**Task item**: I would like every entry below written out exactly.

━━━ Source material ━━━

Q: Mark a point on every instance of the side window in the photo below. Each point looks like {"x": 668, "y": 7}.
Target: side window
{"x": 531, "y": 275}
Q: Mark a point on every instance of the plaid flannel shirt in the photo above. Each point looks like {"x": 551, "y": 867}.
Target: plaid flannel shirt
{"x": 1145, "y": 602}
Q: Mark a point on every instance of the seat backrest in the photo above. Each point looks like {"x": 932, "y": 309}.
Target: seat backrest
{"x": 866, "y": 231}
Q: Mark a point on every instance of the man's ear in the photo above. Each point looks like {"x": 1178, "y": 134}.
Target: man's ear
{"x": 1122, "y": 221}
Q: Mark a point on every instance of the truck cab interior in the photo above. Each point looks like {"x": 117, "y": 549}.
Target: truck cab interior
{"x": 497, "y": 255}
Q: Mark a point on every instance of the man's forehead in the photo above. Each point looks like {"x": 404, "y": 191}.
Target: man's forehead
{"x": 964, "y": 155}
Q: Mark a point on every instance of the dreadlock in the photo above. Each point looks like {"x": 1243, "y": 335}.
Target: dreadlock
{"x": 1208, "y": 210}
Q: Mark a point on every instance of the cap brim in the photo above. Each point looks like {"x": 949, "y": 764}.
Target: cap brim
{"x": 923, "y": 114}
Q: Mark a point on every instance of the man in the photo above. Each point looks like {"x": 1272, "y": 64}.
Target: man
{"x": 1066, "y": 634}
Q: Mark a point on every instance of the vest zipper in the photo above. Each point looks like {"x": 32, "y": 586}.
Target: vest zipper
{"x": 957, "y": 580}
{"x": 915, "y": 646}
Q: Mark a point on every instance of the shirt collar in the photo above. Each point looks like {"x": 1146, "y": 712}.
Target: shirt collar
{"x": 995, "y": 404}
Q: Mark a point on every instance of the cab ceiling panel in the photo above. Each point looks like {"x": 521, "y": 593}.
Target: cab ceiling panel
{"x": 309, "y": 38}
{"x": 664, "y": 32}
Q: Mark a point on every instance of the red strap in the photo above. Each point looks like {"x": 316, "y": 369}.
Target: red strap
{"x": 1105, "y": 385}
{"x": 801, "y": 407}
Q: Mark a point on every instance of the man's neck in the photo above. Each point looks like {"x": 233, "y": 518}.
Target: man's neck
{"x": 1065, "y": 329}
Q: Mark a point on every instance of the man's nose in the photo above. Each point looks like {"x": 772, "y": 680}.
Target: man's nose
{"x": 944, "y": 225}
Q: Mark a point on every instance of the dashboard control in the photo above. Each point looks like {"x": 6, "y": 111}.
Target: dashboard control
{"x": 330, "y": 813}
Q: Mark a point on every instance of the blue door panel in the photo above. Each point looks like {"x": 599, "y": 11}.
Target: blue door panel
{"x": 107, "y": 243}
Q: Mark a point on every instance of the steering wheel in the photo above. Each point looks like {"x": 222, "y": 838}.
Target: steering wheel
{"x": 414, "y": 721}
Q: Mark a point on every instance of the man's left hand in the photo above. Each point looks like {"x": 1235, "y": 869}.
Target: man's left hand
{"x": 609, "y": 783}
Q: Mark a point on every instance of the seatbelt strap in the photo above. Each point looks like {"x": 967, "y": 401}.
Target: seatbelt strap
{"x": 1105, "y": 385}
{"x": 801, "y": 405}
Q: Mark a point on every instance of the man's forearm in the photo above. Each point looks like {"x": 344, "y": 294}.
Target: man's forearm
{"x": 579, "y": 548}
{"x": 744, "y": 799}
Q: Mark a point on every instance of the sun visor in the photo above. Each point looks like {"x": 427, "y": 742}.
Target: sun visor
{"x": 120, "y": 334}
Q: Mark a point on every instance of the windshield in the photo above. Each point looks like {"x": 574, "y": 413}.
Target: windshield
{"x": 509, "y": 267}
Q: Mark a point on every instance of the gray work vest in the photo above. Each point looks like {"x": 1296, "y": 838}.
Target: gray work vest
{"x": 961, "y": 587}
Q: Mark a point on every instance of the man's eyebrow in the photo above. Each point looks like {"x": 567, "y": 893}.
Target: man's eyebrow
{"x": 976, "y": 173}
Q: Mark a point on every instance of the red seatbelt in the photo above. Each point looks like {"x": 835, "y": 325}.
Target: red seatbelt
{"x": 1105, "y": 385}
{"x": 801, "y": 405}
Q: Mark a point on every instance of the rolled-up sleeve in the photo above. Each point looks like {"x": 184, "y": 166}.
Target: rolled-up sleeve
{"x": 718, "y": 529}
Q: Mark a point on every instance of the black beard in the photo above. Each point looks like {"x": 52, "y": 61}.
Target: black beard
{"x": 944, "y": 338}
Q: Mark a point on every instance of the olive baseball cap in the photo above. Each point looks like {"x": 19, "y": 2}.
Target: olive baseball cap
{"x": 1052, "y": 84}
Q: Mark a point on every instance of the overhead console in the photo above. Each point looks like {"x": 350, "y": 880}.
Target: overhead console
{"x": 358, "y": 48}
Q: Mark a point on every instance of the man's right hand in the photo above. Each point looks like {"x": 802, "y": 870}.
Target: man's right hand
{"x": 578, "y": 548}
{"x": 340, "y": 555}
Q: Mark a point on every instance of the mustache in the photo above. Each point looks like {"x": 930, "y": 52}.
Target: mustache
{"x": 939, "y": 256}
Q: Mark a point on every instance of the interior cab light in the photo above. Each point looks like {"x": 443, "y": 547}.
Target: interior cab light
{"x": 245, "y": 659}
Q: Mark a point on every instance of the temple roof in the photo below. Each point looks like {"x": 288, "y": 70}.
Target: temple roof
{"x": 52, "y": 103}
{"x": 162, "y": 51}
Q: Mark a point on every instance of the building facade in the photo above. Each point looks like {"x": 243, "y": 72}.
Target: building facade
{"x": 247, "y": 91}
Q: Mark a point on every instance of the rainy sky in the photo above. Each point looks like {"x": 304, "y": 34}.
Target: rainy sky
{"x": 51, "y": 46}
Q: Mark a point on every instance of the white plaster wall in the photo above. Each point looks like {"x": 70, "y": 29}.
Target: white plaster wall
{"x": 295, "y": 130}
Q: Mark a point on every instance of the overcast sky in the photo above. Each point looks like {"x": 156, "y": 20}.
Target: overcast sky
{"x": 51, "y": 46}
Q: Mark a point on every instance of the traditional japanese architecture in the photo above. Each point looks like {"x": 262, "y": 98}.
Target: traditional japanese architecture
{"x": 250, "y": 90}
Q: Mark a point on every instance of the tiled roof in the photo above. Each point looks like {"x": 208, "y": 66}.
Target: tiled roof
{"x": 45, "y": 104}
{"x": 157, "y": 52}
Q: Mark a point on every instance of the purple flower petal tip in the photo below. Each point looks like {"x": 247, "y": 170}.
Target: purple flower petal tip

━━━

**Response for this exercise**:
Q: Mark a point on every instance of the side window in the photo below. Each point looks like {"x": 668, "y": 7}.
Target: side window
{"x": 531, "y": 275}
Q: Mark a point on every instance of the plaid flannel shirt in the photo above. Each point looks like {"x": 551, "y": 867}.
Target: plaid flannel shirt
{"x": 1145, "y": 602}
Q: Mark a point on every instance of the seat backrest in the photo above. Each point looks like {"x": 932, "y": 309}.
Target: seat backrest
{"x": 866, "y": 231}
Q: Mark a point on every instance of the man's ear in the photo above. Each point looks like {"x": 1178, "y": 134}.
Target: man's ear
{"x": 1122, "y": 221}
Q: Mark a point on every instance of the truck cab interior in the photo above. Each point looks like {"x": 117, "y": 549}.
Target: truck cab interior
{"x": 497, "y": 255}
Q: Mark a point on every instance of the man's forehead in the photo above. Each point looks like {"x": 404, "y": 191}.
Target: man's forehead
{"x": 964, "y": 155}
Q: Mark a point on every instance of the dreadlock in the photo above. Each point looks like {"x": 1243, "y": 335}.
Target: dreadlock
{"x": 1208, "y": 210}
Q: Mark a point on every instance of the cap brim in the photo above. Each point looks like {"x": 949, "y": 764}.
Target: cap brim
{"x": 923, "y": 114}
Q: Mark a point on every instance of the man in the photo above. Each point looks like {"x": 1272, "y": 64}.
Target: man
{"x": 1066, "y": 634}
Q: Mark a point on every instance of the vest zipper in the photo above. Each point looks like {"x": 32, "y": 586}.
Target: vest zipper
{"x": 957, "y": 580}
{"x": 915, "y": 646}
Q: Mark a point on every instance of the shirt collar in the photo above. Each point looks like {"x": 1146, "y": 712}.
Target: shirt collar
{"x": 995, "y": 404}
Q: Mark a point on every instance of the cab ceiling panel in the photo above. Each point looks like {"x": 521, "y": 593}.
Target: cab ceiling panel
{"x": 309, "y": 38}
{"x": 664, "y": 32}
Q: Mark a point on every instance of the red strap in the photo above. Each point looks like {"x": 316, "y": 369}.
Target: red strap
{"x": 1105, "y": 385}
{"x": 801, "y": 407}
Q: Mark a point on every instance of the man's neck in the photo above. Each point looks like {"x": 233, "y": 518}.
Target: man's neck
{"x": 1065, "y": 329}
Q: Mark a point on every instance of the man's nose in the photo above. Each point looks like {"x": 772, "y": 680}.
Target: man's nose
{"x": 944, "y": 225}
Q: Mark a point on every instance of the dashboard control in the photo above. Each point looks like {"x": 6, "y": 111}.
Target: dashboard control
{"x": 330, "y": 813}
Q: Mark a point on every instance of the blue door panel in the photo above. Each point looks like {"x": 599, "y": 11}.
Target: blue door panel
{"x": 107, "y": 243}
Q: Mark a point on every instance of the steering wheel in the photo above. Each point looks like {"x": 222, "y": 838}.
Target: steering wheel
{"x": 414, "y": 721}
Q: Mark a point on every instance of the man's left hand in the photo above. Each point looks like {"x": 1235, "y": 869}.
Target: man's left hand
{"x": 609, "y": 783}
Q: Mark a point on every instance of the seatbelt strap in the photo above. Each point looks like {"x": 967, "y": 401}.
Target: seatbelt strap
{"x": 1105, "y": 385}
{"x": 801, "y": 405}
Q: Mark a point on every instance of the man's forearm in the photo above. Each point looks like {"x": 344, "y": 294}.
Target: man's forearm
{"x": 579, "y": 548}
{"x": 744, "y": 799}
Q: Mark a point on every instance of the sun visor in the photo above. Each point looks like {"x": 427, "y": 742}.
Target: sun visor
{"x": 120, "y": 334}
Q: Mark a point on every instance of the windshield in the photo above. Each point looks like {"x": 574, "y": 413}.
Target: windshield
{"x": 509, "y": 267}
Q: Mark a point on every instance of the gray work vest in the photo above. Each point looks like {"x": 1296, "y": 838}.
Target: gray work vest
{"x": 961, "y": 587}
Q: Mark a point on every instance of the man's eyebrow in the photo above. Each point looks like {"x": 567, "y": 893}.
Target: man's eyebrow
{"x": 976, "y": 173}
Q: Mark a point on every instance of the red seatbelt in the photo above. Each point looks like {"x": 835, "y": 325}.
Target: red seatbelt
{"x": 1105, "y": 385}
{"x": 801, "y": 405}
Q: Mark a point on every instance of the rolled-up sleeve in the photo above. Each point looks like {"x": 184, "y": 166}.
Target: rolled-up sleeve
{"x": 718, "y": 529}
Q: Mark a point on every instance of the black beard in the photo above. Each point looks like {"x": 52, "y": 61}.
Target: black beard
{"x": 944, "y": 338}
Q: Mark a point on every instance of the olive baseball cap in the photo above. Each point looks like {"x": 19, "y": 2}.
Target: olive baseball cap
{"x": 1052, "y": 84}
Q: Mark a point on every instance of the overhead console in the photo above. Each point looks like {"x": 350, "y": 880}.
Target: overhead console
{"x": 358, "y": 48}
Q: Mark a point on every instance of the man's right hand in the photo above. Each point looks like {"x": 802, "y": 870}.
Target: man's right hand
{"x": 578, "y": 548}
{"x": 340, "y": 555}
Q: Mark a point on every instance of the mustache in the photo above. Each point looks like {"x": 930, "y": 52}.
Target: mustache
{"x": 939, "y": 256}
Q: Mark a point on every instance of the interior cab light in the photo above. Each point looks like {"x": 443, "y": 547}.
Target: interior cab light
{"x": 245, "y": 659}
Q: Mark a point on every instance of the temple roof in the photo below. Each point looks like {"x": 288, "y": 70}.
Target: temple roof
{"x": 52, "y": 103}
{"x": 162, "y": 51}
Q: Mark a point on every instance of the building facade in the photo above. Each point looks like {"x": 243, "y": 72}.
Target: building facade
{"x": 247, "y": 91}
Q: Mark a point on every instance of the rainy sky in the photo above. Each point looks like {"x": 304, "y": 34}.
Target: rainy sky
{"x": 51, "y": 46}
Q: Mark a point on every instance of the white plaster wall in the photo above. Each point looks like {"x": 70, "y": 29}.
Target: white plaster wall
{"x": 295, "y": 130}
Q: Mark a point on every instance of the overcast sky in the photo above. Each point looks like {"x": 156, "y": 20}.
Target: overcast sky
{"x": 51, "y": 46}
Q: Mark a point on every instance of the traditional japanese architecture in the photo above. Each point looks like {"x": 262, "y": 98}.
Target: traditional japanese architecture
{"x": 250, "y": 90}
Q: Mark a point on every instance of the tiled roof in the photo above. Each point looks like {"x": 208, "y": 66}.
Target: tiled roof
{"x": 45, "y": 104}
{"x": 157, "y": 52}
Q: Mark a point on every instance of the purple flower petal tip in the photo below. Each point looks like {"x": 247, "y": 170}.
Target: purple flower petal tip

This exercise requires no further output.